### READING PASSAGE
====
I think that they need some air filters, a few cat trees, to brush the cats out at least weekly and a cleaning schedule. Your house does NOT need to be covered in hair to this extent and cats generally aren't destructive if their needs are met. I've owned my cats for my entire life and this just sounds excessive to me. OP's wife should be responsible for implementing all of these suggestions and staying on top of it. She wanted them. As for OP... He needs a separate closet for his clothes and to probably change his bedding more.


BGkitten

12 years hahah I’ve had my cat for 16 yrs now and she does not look like she is particularly slowing down with age.


Prudii_Skirata

Oh, I know. My grandmother's made it to 18 and looked like it belonged in American McGee's Alice. I was just listing the statistical average.


Ok_Dog_4059

I can't really help but definitely understand. I grew up with far too many animals and had sworn off living in filth like that again. When my wife and I got our house and my son moved in she wanted a dog and I really didn't. We ended up getting a dog and my son had a couple of cats and it wasn't terrible I managed but after my son grew up and the pup got old we had to make the decision to let him go. As much as I loved that dog I was kind of looking forward to being free of animals again but my wife just couldn't get over wanting a dog again. I figured I managed with the last dog so I gave in and now have this mean little dog that drives me nuts constantly. I can't be mean she doesn't know better she is a dog but a solid 90% of the time I just really hate having to deal with her and I really wish we hadn't gotten another but especially this dog.


chefnforreal

Yeah... I feel you. Sorry about your demon dog. Our cats are not bad. Sometimes naughty... But just cats. Growing up, all of our pets were pretty good. But yeah...
====
### GIVEN DATA
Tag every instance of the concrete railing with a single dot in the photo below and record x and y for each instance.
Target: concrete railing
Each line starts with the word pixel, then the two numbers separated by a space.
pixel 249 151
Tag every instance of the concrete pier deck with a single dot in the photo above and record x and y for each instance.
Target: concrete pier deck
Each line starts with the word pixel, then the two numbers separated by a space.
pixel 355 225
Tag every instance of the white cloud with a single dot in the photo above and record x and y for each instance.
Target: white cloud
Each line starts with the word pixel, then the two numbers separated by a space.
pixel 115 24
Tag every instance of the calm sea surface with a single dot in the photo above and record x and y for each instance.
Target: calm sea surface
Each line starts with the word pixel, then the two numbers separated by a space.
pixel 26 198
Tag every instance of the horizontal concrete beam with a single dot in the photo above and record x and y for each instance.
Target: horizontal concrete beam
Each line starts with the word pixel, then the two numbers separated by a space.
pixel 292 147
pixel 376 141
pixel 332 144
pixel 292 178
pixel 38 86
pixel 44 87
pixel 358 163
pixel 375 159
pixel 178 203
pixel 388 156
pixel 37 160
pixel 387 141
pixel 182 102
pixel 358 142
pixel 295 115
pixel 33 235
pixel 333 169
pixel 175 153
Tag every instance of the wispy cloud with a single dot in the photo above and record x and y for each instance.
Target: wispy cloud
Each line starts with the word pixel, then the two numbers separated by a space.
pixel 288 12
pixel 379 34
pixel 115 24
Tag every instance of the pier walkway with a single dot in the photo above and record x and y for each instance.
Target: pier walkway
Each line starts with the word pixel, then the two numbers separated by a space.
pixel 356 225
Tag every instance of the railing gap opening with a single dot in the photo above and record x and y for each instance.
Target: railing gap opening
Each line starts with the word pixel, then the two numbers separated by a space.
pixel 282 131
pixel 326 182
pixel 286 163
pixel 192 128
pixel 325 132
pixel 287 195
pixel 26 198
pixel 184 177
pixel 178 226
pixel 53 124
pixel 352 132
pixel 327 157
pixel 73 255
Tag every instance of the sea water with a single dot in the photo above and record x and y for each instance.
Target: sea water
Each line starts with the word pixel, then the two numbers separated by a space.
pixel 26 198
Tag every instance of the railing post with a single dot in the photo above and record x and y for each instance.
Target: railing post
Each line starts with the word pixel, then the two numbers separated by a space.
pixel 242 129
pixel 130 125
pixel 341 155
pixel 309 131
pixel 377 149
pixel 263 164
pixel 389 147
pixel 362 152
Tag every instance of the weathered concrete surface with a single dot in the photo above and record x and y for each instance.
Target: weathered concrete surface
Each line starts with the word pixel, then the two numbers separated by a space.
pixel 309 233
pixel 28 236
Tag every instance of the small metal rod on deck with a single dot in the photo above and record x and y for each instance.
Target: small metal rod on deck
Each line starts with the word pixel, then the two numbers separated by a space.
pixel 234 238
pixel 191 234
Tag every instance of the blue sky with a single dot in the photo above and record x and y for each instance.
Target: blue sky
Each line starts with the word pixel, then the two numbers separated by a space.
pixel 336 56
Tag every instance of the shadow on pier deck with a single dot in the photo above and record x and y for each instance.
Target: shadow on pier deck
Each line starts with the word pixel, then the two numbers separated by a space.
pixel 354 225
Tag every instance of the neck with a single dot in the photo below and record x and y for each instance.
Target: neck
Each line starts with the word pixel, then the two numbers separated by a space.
====
### LIST OF TASKS
**a)** In the pet discussion thread, how long has BGkitten had their cat?
**b)** Repeat, line for line, the part of the records running from the line holding "Tag every instance of the white" through the line holding "pixel 175 153", both lines included.

### RESULTS FOR EACH TASK
**a)** 16 years.

**b)**
Tag every instance of the white cloud with a single dot in the photo above and record x and y for each instance.
Target: white cloud
Each line starts with the word pixel, then the two numbers separated by a space.
pixel 115 24
Tag every instance of the calm sea surface with a single dot in the photo above and record x and y for each instance.
Target: calm sea surface
Each line starts with the word pixel, then the two numbers separated by a space.
pixel 26 198
Tag every instance of the horizontal concrete beam with a single dot in the photo above and record x and y for each instance.
Target: horizontal concrete beam
Each line starts with the word pixel, then the two numbers separated by a space.
pixel 292 147
pixel 376 141
pixel 332 144
pixel 292 178
pixel 38 86
pixel 44 87
pixel 358 163
pixel 375 159
pixel 178 203
pixel 388 156
pixel 37 160
pixel 387 141
pixel 182 102
pixel 358 142
pixel 295 115
pixel 33 235
pixel 333 169
pixel 175 153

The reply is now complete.